* **Passage provided**:
□ □ □ □

Apoptotic Pathways Linked to Endocrine System as Potential Therapeutic Targets for Benign Prostatic Hyperplasia

Letteria Minutoli et al. Int J Mol Sci.


Benign prostatic hyperplasia (BPH) is a chronic condition common in older men that can result in bothersome lower urinary tract symptoms. The molecular mechanisms and networks underlying the development and the progression of the disease are still far from being fully understood. BPH results from smooth muscle cell and epithelial cell proliferation, primarily within the transition zone of the prostate. Apoptosis and inflammation play important roles in the control of cell growth and in the maintenance of tissue homeostasis. Disturbances in molecular mechanisms of apoptosis machinery have been linked to BPH. Increased levels of the glycoprotein Dickkopf-related protein 3 in BPH cause an inhibition of the apoptosis machinery through a reduction in B cell lymphoma (Bcl)-2 associated X protein (Bax) expression. Inhibitors of apoptosis proteins influence cell death by direct inhibition of caspases and modulation of the transcription factor nuclear factor-κB. Current pharmacotherapy targets either the static component of BPH, including finasteride and dutasteride, or the dynamic component of BPH, including α-adrenoceptor antagonists such as tamsulosin and alfuzosin. Both these classes of drugs significantly interfere with the apoptosis machinery. Furthermore, phytotherapic supplements and new drugs may also modulate several molecular steps of apoptosis.

Keywords: apoptosis; benign prostatic hyperplasia; treatment.


Figure 1
Figure 1
Schematic representation of the endocrine-linked apoptotic mechanisms involved in benign prostatic hyperplasia (BPH) and of its medical treatments.

□ □ □ □

* **Source material**:
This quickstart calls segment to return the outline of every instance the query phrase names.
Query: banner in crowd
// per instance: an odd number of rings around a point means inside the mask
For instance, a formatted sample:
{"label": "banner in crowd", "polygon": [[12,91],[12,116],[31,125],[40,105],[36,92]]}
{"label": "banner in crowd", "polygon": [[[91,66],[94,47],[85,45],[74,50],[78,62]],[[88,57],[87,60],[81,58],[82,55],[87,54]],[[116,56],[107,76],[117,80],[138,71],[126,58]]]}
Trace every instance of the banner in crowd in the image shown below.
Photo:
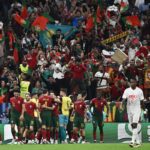
{"label": "banner in crowd", "polygon": [[105,39],[105,40],[101,41],[101,43],[102,43],[102,44],[108,44],[108,43],[114,42],[114,41],[116,41],[116,40],[119,40],[119,39],[121,39],[121,38],[127,36],[128,34],[129,34],[129,32],[128,32],[128,31],[125,31],[125,32],[122,32],[122,33],[120,33],[120,34],[117,34],[117,35],[115,35],[115,36],[113,36],[113,37],[110,37],[110,38],[108,38],[108,39]]}
{"label": "banner in crowd", "polygon": [[61,29],[62,33],[64,34],[64,39],[70,38],[77,29],[73,26],[68,25],[57,25],[57,24],[48,24],[47,30],[39,33],[39,40],[42,43],[43,47],[45,48],[46,45],[53,45],[52,43],[52,36],[56,33],[57,29]]}
{"label": "banner in crowd", "polygon": [[[105,123],[104,124],[104,142],[105,143],[128,143],[131,141],[131,126],[128,123]],[[93,142],[92,124],[86,125],[86,140]],[[138,126],[140,139],[143,143],[150,142],[150,123],[142,123]],[[12,139],[10,124],[0,124],[0,133],[4,143],[9,143]],[[99,131],[97,131],[99,135]],[[97,136],[99,138],[99,136]]]}
{"label": "banner in crowd", "polygon": [[[3,103],[0,105],[1,114],[6,113],[6,110],[10,108],[10,104]],[[105,117],[105,122],[127,122],[127,112],[126,109],[121,108],[121,102],[108,102],[109,115]],[[106,107],[104,108],[104,114],[106,114]],[[141,115],[142,122],[145,122],[143,115]],[[0,123],[8,123],[9,120],[6,117],[0,118]]]}
{"label": "banner in crowd", "polygon": [[121,50],[117,49],[111,58],[117,63],[122,64],[125,60],[127,60],[128,56]]}

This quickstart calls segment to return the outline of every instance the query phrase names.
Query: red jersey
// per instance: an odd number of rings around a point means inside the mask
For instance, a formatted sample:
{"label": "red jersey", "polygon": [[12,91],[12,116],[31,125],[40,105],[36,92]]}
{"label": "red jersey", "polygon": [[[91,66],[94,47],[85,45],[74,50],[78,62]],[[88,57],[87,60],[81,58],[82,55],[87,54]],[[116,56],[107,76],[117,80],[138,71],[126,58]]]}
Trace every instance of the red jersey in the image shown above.
{"label": "red jersey", "polygon": [[107,101],[105,99],[99,100],[98,98],[94,98],[91,101],[91,106],[93,106],[93,114],[98,115],[102,114],[104,110],[104,106],[107,105]]}
{"label": "red jersey", "polygon": [[22,97],[12,97],[10,98],[10,103],[13,109],[17,110],[19,113],[22,111],[23,98]]}
{"label": "red jersey", "polygon": [[[41,106],[45,104],[47,107],[52,107],[53,98],[50,96],[41,96],[39,98],[39,103]],[[45,108],[44,108],[44,110],[45,110]],[[43,108],[41,108],[41,111],[43,111]]]}
{"label": "red jersey", "polygon": [[86,109],[86,104],[84,101],[77,100],[74,103],[74,110],[75,110],[75,113],[77,113],[78,115],[84,117],[85,109]]}
{"label": "red jersey", "polygon": [[53,109],[53,115],[58,116],[59,115],[59,104],[58,103],[53,103],[54,109]]}
{"label": "red jersey", "polygon": [[34,117],[34,110],[36,109],[36,104],[33,102],[26,102],[25,103],[25,112],[31,116]]}
{"label": "red jersey", "polygon": [[83,79],[86,67],[82,64],[70,66],[74,79]]}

□ □ □ □

* **Problems to work on**:
a - Name every drug that the passage on benign prostatic hyperplasia mentions by name.
b - Write out the passage on benign prostatic hyperplasia from "Keywords: apoptosis; benign" up to and including "its medical treatments.", swapping "Schematic representation" for "Diagram".

* **Solutions below**:
a - finasteride, dutasteride, tamsulosin, alfuzosin

b -
Keywords: apoptosis; benign prostatic hyperplasia; treatment.


Figure 1
Figure 1
Diagram of the endocrine-linked apoptotic mechanisms involved in benign prostatic hyperplasia (BPH) and of its medical treatments.